**SHORT EXERCISE:** Quote every item below verbatim, preserving each line in its original order and form.

□ □ □ □ □ □ □

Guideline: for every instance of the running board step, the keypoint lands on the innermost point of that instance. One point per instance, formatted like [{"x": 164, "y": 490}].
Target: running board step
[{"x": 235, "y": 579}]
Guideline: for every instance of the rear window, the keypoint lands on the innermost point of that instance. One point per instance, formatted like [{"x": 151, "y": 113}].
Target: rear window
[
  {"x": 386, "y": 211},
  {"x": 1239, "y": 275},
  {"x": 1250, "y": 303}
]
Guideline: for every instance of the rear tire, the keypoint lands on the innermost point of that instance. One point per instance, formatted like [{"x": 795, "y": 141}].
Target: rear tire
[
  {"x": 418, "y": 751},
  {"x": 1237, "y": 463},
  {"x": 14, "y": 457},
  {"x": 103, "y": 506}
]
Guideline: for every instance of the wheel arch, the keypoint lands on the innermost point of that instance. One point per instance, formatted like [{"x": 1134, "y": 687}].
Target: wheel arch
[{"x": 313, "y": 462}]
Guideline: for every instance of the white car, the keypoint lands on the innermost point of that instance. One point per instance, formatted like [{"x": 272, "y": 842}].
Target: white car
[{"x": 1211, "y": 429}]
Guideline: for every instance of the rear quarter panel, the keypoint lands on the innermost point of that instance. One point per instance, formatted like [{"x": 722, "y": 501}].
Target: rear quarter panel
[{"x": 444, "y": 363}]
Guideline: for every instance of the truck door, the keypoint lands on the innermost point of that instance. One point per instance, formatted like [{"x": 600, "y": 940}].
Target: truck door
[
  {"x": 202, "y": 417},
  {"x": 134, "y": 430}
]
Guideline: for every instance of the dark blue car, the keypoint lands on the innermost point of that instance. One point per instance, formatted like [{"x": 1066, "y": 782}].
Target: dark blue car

□ □ □ □ □ □ □

**EXERCISE OUTPUT:**
Guideline: for every instance of the running board step, the keypoint lands on the innermost point of that instance. One point per instance, formatted like [{"x": 164, "y": 490}].
Target: running board step
[{"x": 235, "y": 579}]
Guideline: for every instance of the rear window, the keypoint lands on the innermost point of that instance. One point per instance, formatted like [{"x": 151, "y": 113}].
Target: rear window
[
  {"x": 386, "y": 211},
  {"x": 1239, "y": 275},
  {"x": 1250, "y": 303}
]
Guideline: for every instance of the rear tire, the keypoint lands on the innermost point of that instance. One point per instance, formatted like [{"x": 795, "y": 141}].
Target: rear tire
[
  {"x": 418, "y": 751},
  {"x": 1237, "y": 463},
  {"x": 14, "y": 457},
  {"x": 103, "y": 506}
]
Guideline: for every instance of the wheel arch, the keypoint lands on the innermost point of that instance. One point per instance, formatted like [{"x": 1134, "y": 687}].
Target: wheel arch
[{"x": 313, "y": 462}]
Guideline: for every instance of the white car, the keypoint lands on the innermost point of that instance. One point per instance, formatted like [{"x": 272, "y": 842}].
Target: white car
[{"x": 1211, "y": 429}]
Guideline: for every instance of the rear quarter panel, the keypoint lands on the innermost point of that instance. One point per instance, formatted like [{"x": 722, "y": 501}].
Target: rear quarter panel
[{"x": 444, "y": 363}]
Guideline: for every instance of the truck door, the keypoint lands on the innermost point of that instance. One point per instance, formatted like [{"x": 600, "y": 940}].
Target: truck door
[
  {"x": 202, "y": 417},
  {"x": 134, "y": 430}
]
Guideline: for every instance of the dark blue car, the keypoint lands on the innermost point of that instance. One point per instance, formatted like [{"x": 1066, "y": 782}].
Target: dark blue car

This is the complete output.